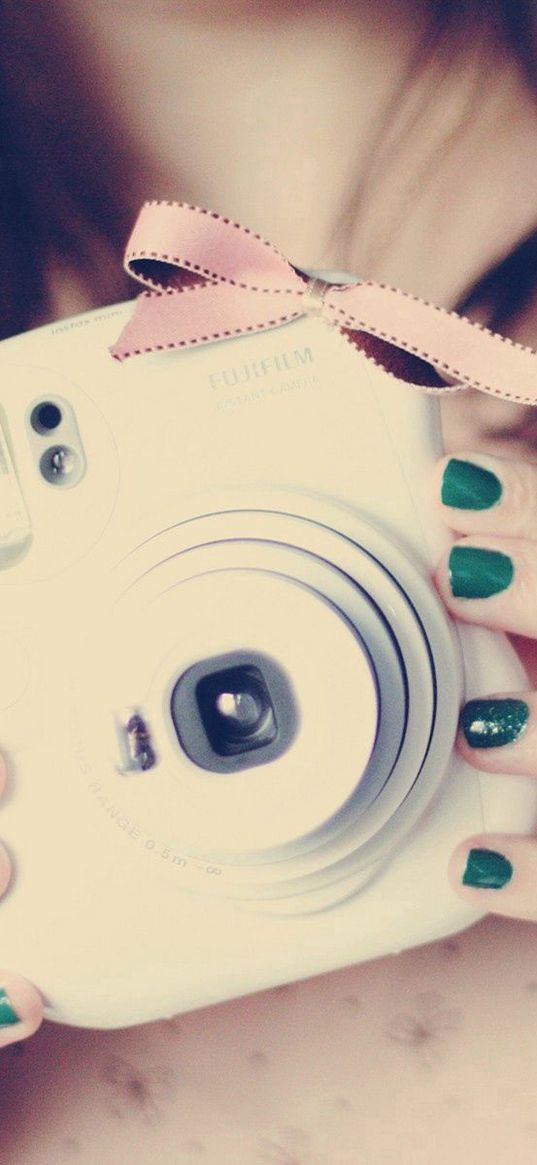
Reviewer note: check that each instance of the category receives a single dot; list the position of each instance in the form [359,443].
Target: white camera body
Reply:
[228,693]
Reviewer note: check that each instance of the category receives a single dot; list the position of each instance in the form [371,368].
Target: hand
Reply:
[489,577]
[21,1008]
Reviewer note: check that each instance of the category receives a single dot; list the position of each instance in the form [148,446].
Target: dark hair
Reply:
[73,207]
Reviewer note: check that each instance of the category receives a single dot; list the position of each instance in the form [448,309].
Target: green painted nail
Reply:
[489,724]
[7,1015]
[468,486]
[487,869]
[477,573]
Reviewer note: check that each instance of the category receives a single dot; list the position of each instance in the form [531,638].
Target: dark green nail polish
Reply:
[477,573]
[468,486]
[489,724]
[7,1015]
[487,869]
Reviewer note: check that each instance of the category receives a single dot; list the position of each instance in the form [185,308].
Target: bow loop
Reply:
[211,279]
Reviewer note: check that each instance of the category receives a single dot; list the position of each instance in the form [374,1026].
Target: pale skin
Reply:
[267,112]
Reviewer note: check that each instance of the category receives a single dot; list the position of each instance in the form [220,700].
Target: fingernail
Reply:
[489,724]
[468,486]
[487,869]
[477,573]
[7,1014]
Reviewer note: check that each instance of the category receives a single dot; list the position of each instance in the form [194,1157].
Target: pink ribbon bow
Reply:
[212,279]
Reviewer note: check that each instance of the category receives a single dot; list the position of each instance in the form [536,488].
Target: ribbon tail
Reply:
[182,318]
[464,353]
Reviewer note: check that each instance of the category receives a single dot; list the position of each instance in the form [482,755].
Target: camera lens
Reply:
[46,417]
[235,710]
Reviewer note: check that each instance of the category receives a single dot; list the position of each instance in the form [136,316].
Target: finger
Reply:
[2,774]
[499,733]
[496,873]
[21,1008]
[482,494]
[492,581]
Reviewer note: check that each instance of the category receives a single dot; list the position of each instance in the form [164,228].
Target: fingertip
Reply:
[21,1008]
* * * * *
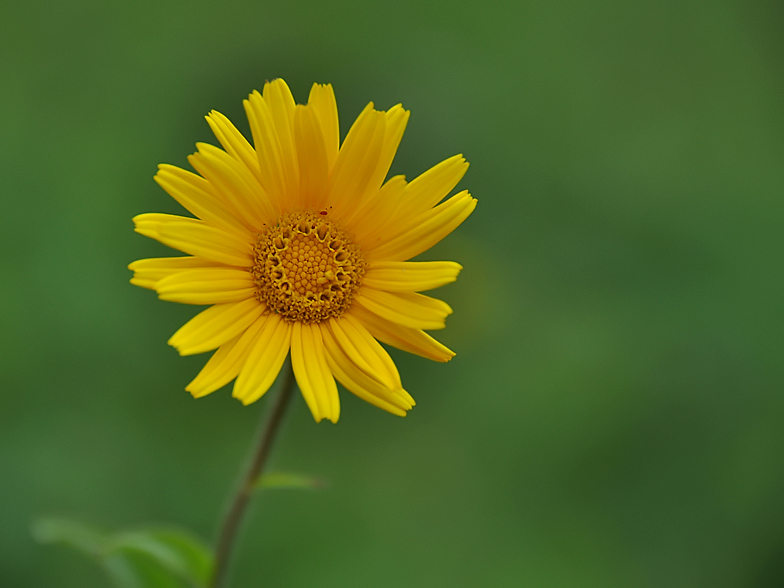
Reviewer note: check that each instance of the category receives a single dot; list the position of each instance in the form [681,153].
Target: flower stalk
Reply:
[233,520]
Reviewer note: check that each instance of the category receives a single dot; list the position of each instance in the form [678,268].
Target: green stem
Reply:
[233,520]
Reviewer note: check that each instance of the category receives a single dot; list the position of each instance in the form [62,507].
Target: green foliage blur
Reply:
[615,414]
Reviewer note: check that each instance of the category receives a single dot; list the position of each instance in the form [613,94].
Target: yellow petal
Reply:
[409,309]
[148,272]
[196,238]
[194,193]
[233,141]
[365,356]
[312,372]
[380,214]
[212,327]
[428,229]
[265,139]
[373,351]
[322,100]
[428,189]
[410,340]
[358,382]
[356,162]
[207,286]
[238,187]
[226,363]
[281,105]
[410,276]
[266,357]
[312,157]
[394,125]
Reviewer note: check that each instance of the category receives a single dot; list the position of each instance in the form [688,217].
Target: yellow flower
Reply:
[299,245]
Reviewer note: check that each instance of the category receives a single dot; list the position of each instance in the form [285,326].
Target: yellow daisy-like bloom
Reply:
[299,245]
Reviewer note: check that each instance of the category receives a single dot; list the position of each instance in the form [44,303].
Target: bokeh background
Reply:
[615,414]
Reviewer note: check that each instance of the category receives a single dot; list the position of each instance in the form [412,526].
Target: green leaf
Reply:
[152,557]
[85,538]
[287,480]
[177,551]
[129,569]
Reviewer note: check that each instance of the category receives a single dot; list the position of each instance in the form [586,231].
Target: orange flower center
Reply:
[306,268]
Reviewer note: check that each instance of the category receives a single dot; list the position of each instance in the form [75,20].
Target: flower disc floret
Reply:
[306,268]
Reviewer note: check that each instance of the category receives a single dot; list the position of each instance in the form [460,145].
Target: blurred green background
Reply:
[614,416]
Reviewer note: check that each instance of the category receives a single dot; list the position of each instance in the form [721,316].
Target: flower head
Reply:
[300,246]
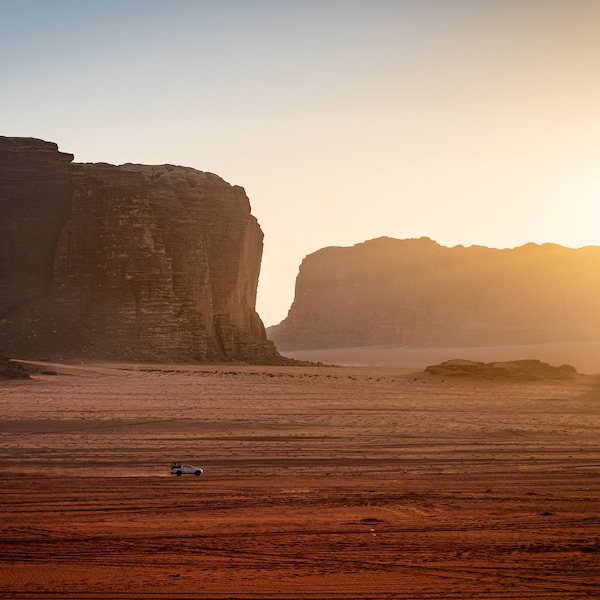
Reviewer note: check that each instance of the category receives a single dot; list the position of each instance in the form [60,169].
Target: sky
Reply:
* * * * *
List every line in the records above that contains the word "background".

Target: bokeh background
Target: blurred green background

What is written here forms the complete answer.